- [Short problem 1] In the passage on iceberg detection experiments, what value is the parameter ω set to?
-- BEGIN Text block --
5.1.2 Iceberg Parameters

In our experiments, we attempt to detect icebergs whose sizes are larger than θ = 0.1% and θ = 0.01% of the total number of packets across all the monitors. As we mentioned earlier, it is difficult to distinguish items whose counts are slightly below the threshold from those above the threshold, so we introduce a parameter ω that is the ratio above which we do not penalize the detection algorithm for detecting a false positive. In all our experiments we set ω = 2θ/3, i.e., two thirds of the iceberg threshold.

5.1.3 Metrics Examined

In our experiments, we measure the following three metrics in diminishing order of importance. First, we are concerned with the probability that we miss an iceberg. It is of paramount importance that an anomaly is detected in most applications. Second, we measure the average relative error of the detected icebergs. We define relative error in the standard way: the absolute error divided by the true size. Accurate estimation of the sizes of the icebergs is important for gauging the magnitude of the problem. Finally, we aim to minimize the false positive rate. This is also important because a false positive will cause resources to be unnecessarily wasted in responding to a false alarm. Besides these three metrics, we also perform sensitivity analysis with respect to different traces and different SRAM memory sizes.

Another metric we should compare is the average number of operations per packet. Since we intend to process all the packets at line speed, we must use fast SRAM which allows a few operations per packet. We will come to this point at the end of the comparisons.

5.1.4 Settings of Sampling and Sketches

We vary the uniform sampling interval from 100 to 30,000 to study the influence of different sampling intervals. In our data, the number of distinct flows is about 70,000−90,000 at every point. For Implicit Counters, we vary the counter settings from 4 × 5,000 (4 stages each with 5,000 counters) to 5 × 6,000, since these sizes can yield better results than other settings [24]. We chose this range of sizes from our exhaustive experimental study. Estan and Varghese[7] measures in continuous intervals of 5 s, while our experiments use traces of 5 min.

All our local sketches use the same amount of memory and hence have identical parameters. We set the local SRAM size to be 1 Mbit, which is about 5,000 entries for local elephants, as suggested by [7]. In Implicit Counters, the counter occupies additional space and thus can only store fewer records. For instance, when the counter size is 5 × 5,000, there are only about (5,000 × 32 − 5 × 5,000 × 4)/32 = 1,875 (32 bytes are used for one entry [7]) entries available to store elephants. In our experiment we try different parameters to satisfy the memory requirement. Note that it is usually difficult to guarantee the exact amount of memory used by the sketch. Therefore we also experiment with different memory sizes. This helps us understand the robustness of the sketches.
-- END Text block --
-- BEGIN Information supplied --
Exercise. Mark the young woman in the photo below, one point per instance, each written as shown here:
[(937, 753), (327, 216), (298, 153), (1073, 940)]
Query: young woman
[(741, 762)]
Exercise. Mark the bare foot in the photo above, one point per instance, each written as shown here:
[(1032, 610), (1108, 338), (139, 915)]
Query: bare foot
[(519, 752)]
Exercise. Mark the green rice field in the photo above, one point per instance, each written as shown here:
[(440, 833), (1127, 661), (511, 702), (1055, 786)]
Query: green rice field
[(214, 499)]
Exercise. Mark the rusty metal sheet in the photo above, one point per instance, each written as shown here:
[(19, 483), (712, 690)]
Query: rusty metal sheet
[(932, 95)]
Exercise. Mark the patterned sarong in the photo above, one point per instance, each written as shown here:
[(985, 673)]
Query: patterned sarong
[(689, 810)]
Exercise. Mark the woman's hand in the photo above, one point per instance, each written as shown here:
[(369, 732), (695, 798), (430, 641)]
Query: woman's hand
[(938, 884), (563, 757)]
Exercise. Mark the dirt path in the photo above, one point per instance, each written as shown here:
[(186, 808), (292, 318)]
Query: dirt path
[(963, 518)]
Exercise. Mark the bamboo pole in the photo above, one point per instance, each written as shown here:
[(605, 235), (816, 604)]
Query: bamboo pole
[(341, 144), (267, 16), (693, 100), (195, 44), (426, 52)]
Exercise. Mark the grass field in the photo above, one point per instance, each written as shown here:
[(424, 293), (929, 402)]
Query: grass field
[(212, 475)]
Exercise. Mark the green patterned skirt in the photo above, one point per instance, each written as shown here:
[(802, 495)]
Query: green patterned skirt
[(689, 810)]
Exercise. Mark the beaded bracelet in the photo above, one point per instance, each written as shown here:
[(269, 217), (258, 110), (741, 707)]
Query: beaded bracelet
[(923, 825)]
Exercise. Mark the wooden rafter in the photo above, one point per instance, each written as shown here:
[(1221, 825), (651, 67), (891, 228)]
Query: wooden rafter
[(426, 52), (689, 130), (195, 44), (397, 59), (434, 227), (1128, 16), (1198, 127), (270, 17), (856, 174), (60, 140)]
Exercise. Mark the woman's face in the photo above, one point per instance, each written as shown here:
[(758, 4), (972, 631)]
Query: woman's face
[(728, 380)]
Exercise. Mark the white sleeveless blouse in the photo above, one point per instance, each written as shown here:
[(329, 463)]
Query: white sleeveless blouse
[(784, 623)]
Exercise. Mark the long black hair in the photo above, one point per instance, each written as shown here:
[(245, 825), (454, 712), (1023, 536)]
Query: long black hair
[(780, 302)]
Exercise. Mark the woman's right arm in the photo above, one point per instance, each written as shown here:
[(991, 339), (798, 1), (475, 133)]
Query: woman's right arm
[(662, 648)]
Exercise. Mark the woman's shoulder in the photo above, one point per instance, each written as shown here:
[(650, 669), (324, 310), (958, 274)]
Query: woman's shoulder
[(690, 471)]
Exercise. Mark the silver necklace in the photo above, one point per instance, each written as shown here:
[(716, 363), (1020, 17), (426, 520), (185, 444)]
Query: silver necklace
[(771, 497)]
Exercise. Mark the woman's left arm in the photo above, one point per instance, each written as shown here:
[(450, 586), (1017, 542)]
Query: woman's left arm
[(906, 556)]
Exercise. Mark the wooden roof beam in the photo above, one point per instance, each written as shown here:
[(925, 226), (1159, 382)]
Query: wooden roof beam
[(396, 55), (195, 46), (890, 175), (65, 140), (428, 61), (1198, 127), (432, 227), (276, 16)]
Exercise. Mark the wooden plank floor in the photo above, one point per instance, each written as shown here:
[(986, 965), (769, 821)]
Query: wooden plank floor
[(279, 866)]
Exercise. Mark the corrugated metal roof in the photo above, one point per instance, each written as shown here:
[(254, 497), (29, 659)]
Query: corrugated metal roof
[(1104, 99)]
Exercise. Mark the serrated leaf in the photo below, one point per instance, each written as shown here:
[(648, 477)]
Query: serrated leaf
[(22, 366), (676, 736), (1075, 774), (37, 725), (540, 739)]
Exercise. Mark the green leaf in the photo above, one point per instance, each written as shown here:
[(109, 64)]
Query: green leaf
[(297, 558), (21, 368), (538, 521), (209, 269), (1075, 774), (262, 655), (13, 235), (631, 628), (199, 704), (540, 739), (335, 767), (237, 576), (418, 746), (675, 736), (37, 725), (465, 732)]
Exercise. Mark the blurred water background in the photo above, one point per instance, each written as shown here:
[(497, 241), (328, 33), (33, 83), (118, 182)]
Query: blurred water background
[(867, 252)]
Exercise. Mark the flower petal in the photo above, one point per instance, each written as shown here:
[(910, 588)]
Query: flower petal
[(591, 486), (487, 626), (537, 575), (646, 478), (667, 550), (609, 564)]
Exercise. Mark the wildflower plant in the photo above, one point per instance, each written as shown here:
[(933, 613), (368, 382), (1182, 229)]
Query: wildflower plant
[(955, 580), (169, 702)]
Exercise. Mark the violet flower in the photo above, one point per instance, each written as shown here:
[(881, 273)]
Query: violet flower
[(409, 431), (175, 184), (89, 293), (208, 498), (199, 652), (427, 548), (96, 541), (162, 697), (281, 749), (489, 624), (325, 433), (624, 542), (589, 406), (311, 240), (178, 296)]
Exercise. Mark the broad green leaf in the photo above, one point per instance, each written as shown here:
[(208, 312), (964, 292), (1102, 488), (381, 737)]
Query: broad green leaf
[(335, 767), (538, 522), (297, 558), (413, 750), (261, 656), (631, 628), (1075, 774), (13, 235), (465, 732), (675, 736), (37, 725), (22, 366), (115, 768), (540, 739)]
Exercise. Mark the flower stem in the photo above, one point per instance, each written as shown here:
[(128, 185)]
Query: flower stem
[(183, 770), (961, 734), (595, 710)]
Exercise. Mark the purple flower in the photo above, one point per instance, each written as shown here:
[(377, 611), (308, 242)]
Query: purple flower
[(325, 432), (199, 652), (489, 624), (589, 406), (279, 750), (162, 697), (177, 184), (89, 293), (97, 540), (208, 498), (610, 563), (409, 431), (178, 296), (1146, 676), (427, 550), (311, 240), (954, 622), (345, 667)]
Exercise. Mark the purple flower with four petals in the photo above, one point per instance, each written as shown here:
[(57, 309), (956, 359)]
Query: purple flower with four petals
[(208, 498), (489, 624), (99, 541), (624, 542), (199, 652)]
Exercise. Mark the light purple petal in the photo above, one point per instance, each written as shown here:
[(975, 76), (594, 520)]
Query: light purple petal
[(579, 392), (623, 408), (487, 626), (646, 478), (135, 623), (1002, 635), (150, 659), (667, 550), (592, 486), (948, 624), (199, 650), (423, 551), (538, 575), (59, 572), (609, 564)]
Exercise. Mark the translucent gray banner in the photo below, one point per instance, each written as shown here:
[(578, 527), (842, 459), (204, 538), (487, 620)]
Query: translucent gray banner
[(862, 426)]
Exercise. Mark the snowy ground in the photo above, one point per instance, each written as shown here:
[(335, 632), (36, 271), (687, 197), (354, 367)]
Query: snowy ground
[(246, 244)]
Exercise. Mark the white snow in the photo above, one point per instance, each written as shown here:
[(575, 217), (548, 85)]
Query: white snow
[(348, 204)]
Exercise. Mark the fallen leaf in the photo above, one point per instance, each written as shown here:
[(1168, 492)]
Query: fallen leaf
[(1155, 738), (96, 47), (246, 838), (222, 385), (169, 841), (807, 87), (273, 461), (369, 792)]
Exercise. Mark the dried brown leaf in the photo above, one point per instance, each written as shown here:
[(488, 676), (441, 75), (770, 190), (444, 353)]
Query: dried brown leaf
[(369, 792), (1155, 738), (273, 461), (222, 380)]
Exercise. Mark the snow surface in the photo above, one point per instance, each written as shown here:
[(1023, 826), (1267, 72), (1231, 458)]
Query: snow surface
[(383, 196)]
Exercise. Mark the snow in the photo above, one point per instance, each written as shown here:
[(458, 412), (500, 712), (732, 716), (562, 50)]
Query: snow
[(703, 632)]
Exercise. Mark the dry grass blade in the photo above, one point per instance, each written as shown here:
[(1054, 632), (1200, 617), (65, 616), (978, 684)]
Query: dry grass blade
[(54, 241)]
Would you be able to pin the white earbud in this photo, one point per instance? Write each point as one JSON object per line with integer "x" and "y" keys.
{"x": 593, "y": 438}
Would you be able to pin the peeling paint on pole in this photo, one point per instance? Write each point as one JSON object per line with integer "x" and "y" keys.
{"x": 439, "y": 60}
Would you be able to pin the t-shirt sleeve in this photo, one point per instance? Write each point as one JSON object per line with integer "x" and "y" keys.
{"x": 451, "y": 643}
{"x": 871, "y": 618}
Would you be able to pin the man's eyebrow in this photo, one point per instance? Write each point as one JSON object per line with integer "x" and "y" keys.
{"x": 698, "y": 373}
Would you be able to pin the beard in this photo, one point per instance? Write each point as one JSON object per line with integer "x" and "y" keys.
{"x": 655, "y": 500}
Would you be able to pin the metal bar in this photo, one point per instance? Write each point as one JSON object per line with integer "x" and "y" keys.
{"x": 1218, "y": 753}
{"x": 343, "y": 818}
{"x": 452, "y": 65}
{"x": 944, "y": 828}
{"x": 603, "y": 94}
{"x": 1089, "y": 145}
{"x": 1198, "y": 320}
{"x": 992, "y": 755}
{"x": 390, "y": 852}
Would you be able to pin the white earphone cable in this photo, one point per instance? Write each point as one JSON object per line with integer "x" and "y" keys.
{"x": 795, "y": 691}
-- END Information supplied --
- [Short problem 2] Reproduce the rows word for word, beginning with the line containing "Exercise. Mark the patterned" and ending with the line containing "[(212, 475)]", with both of those lines included.

- [Result 1] ω is set to 2θ/3, which is two thirds of the iceberg threshold.

- [Result 2]
Exercise. Mark the patterned sarong in the photo above, one point per instance, each written as shown here:
[(985, 673)]
Query: patterned sarong
[(689, 810)]
Exercise. Mark the woman's hand in the photo above, one point per instance, each written as shown here:
[(369, 732), (695, 798), (430, 641)]
Query: woman's hand
[(938, 884), (563, 757)]
Exercise. Mark the dirt path in the photo above, one point per instance, each written as shown here:
[(186, 808), (292, 318)]
Query: dirt path
[(963, 518)]
Exercise. Mark the bamboo pole in the photo above, one point per instance, each written as shown here:
[(605, 235), (816, 604)]
Query: bamboo pole
[(341, 144), (267, 16), (693, 100), (195, 44), (426, 52)]
Exercise. Mark the grass field in the photo above, one point per instance, each written as shown here:
[(424, 293), (929, 402)]
Query: grass field
[(212, 475)]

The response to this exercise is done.